■ CEL ■
Policz, w ilu wierszach poniższych wpisów występuje słowo „middle”. Proszę podać wyłącznie tę liczbę.

■ DANE DO ZADANIA ■
● ● ● ● ●
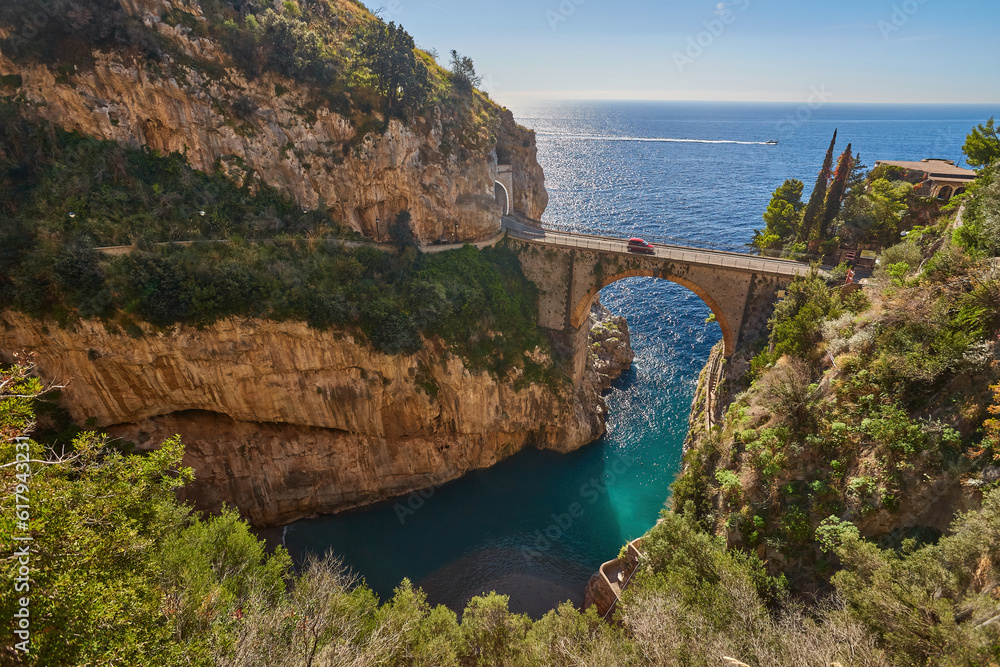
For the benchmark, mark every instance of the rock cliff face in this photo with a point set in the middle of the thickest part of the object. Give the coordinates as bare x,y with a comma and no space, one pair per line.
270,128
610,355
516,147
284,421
● ● ● ● ●
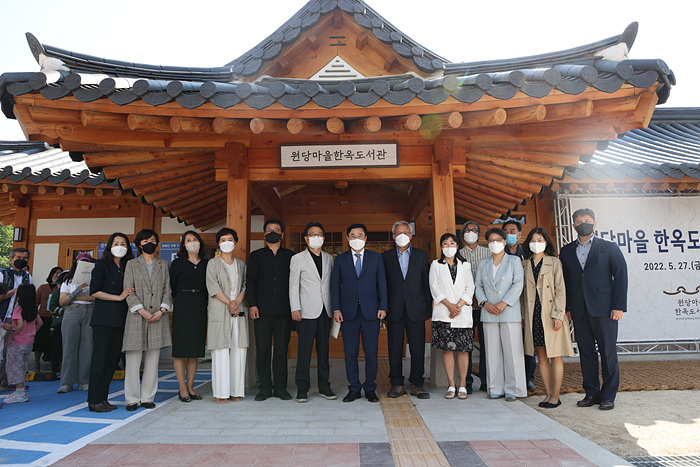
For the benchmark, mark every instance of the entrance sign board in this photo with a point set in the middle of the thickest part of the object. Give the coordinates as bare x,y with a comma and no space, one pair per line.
● ● ● ● ●
■ ROZWIĄZANIE ZADANIA ■
2